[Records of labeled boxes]
────────────────────

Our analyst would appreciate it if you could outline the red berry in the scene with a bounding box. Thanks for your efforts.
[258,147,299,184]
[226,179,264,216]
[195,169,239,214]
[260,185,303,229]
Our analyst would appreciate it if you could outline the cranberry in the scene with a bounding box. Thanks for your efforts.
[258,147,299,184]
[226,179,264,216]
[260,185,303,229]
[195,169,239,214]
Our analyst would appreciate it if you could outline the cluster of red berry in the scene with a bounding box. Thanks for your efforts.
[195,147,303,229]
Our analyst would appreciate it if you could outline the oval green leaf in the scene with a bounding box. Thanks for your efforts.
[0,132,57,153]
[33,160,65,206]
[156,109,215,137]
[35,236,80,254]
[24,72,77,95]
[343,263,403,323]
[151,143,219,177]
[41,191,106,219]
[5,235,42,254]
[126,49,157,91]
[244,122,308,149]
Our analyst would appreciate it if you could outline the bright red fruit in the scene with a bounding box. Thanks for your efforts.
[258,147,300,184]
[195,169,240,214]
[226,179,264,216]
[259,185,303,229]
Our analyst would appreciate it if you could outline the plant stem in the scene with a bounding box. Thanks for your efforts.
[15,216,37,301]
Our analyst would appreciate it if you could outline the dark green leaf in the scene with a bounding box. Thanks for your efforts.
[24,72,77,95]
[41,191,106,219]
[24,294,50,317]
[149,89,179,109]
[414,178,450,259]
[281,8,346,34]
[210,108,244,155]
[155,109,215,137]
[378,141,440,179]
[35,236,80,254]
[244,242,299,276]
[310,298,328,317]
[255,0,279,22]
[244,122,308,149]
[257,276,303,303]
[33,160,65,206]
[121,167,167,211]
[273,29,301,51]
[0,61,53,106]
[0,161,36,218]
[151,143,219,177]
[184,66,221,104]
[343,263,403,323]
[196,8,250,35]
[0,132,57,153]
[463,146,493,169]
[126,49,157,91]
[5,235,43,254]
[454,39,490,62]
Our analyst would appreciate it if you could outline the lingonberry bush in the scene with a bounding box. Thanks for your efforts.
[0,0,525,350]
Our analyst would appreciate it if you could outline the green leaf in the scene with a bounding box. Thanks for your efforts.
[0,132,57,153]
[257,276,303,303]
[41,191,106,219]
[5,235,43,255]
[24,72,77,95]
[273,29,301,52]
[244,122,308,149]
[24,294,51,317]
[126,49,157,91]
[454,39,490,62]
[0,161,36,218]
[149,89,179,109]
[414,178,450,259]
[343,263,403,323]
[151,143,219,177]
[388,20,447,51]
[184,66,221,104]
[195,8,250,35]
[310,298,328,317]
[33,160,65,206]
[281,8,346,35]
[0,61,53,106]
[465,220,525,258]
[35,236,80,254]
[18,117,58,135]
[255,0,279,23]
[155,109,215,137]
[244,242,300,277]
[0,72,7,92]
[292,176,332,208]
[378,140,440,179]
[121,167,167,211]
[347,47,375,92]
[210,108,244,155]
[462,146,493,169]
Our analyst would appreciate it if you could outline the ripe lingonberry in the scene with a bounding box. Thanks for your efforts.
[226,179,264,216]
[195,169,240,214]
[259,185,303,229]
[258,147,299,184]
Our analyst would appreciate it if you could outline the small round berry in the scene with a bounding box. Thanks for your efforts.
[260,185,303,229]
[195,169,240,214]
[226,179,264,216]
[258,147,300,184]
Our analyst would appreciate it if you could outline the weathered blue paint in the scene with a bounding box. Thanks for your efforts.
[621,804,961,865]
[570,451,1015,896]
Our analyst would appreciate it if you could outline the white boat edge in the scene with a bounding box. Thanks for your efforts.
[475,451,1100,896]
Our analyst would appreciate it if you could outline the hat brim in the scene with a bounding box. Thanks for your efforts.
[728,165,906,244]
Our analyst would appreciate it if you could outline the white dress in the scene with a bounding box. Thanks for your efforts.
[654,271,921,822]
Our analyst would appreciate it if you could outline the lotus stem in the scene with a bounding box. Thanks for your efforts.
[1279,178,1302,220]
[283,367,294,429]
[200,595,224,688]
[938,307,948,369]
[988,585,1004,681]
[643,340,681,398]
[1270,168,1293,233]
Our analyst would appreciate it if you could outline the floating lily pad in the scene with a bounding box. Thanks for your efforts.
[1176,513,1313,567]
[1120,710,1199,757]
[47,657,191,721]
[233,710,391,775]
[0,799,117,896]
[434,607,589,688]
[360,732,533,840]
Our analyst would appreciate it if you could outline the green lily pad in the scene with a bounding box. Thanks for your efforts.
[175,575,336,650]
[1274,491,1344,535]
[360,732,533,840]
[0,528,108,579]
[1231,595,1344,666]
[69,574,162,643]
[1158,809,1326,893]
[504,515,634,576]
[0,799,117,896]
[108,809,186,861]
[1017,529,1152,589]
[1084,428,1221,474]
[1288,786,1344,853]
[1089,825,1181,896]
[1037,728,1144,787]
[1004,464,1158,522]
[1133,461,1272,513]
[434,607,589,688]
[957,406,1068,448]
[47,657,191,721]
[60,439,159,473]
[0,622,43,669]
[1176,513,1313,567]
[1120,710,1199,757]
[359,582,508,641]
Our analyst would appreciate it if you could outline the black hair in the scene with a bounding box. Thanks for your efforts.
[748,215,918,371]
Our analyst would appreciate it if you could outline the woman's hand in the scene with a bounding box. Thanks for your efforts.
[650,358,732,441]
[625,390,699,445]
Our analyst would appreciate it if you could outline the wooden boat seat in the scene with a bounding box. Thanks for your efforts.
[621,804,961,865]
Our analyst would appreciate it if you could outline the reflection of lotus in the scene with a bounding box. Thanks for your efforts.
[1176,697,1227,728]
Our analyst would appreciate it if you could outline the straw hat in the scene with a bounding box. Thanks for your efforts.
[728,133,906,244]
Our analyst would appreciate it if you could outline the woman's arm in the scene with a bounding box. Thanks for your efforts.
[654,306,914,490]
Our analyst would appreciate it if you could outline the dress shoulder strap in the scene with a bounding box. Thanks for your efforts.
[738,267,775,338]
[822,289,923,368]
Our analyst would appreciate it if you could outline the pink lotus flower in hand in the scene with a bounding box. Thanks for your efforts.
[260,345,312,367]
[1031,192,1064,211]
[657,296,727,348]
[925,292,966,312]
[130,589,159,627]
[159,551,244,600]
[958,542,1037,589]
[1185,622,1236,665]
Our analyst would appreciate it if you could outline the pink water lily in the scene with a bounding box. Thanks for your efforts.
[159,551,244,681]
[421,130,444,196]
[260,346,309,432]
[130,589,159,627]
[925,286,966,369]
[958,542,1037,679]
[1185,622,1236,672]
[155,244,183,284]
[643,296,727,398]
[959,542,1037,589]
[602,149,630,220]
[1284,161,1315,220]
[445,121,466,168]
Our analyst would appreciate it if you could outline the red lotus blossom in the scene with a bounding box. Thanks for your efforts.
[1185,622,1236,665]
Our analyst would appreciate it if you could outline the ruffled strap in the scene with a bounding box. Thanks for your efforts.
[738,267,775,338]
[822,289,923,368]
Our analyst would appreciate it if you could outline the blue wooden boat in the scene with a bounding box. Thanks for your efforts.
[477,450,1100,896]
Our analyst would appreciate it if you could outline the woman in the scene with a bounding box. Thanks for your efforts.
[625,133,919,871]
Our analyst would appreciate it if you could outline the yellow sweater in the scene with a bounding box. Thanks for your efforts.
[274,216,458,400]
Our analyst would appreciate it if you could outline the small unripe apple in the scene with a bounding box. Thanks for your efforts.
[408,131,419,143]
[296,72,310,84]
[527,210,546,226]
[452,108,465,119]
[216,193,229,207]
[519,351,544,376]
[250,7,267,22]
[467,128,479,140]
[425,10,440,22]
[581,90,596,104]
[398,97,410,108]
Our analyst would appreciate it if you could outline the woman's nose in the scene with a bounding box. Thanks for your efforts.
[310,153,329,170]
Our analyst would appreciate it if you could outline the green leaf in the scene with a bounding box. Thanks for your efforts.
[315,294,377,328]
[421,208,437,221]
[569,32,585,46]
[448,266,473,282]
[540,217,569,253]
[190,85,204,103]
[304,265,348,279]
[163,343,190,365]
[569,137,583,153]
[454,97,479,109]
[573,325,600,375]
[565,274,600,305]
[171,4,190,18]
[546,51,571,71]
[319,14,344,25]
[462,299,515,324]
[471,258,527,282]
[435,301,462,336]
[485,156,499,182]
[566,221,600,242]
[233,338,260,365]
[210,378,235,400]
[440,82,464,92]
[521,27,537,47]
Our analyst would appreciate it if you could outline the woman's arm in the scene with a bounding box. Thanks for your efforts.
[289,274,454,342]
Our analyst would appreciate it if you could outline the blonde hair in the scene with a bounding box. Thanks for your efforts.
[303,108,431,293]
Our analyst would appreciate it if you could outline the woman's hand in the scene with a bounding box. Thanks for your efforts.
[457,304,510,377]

────────────────────

* Exercise
Transcribe, word for word, every line from the one containing "Our analyst would appreciate it if you could outline the ruffled" through the final line of the entries, and nothing else.

* Exercise answer
Our analyst would appreciate it if you could outline the ruffled strap in the scene with a bounding box. Thanks for your efforts.
[738,267,775,338]
[822,289,923,368]
Our analyst would appreciate it if you could outline the blue wooden boat in the scene with a bounding box. Thanks for your efforts.
[477,450,1100,896]
Our analyst would appreciate it if you could outline the woman in the scene with a bounding box. Thanks for your efforts.
[625,133,919,871]
Our analyst would appreciate it if you could outline the yellow sweater in the scene with a bounding box. Thanks for your efforts.
[274,216,458,400]
Our analyst would appreciate it if you could outline the small unripe apple in the scene with a bounding box. Thanks for your efforts.
[408,131,419,143]
[296,72,310,84]
[527,210,546,226]
[452,108,465,119]
[216,193,229,207]
[519,351,544,376]
[250,7,267,22]
[467,128,479,140]
[425,10,440,22]
[581,90,596,104]
[398,97,410,108]
Our analyst would appreciate it if you could outline the woman's nose in the scene with a bounding box. Thanks for your efforts.
[310,153,329,170]
Our analyst would appreciate it if you could outline the green leaf in the scene with a bounding box. Thanks for your efforts.
[315,294,377,328]
[421,208,437,221]
[569,32,585,46]
[448,266,473,282]
[540,217,569,253]
[190,85,204,103]
[304,265,348,279]
[163,343,190,365]
[569,137,583,153]
[454,97,479,109]
[573,325,600,375]
[565,274,600,305]
[171,4,190,18]
[546,51,571,71]
[319,14,344,25]
[462,299,515,324]
[471,258,527,282]
[435,301,462,336]
[485,156,499,182]
[566,221,600,242]
[233,338,260,365]
[210,378,235,400]
[440,82,464,92]
[521,27,537,47]
Our analyst would appreciate it if you could outline the woman's arm in the scene with a bounding box. Thanks for your efforts.
[289,274,454,342]
Our analyst would appreciate it if you could outline the blonde hair in the scene with a bounding box. Thanks for your efforts.
[303,108,431,293]
Our analyst would appreciate it if you could outline the woman's hand in the scene with a bounding box. Thanks for your efforts.
[457,304,510,377]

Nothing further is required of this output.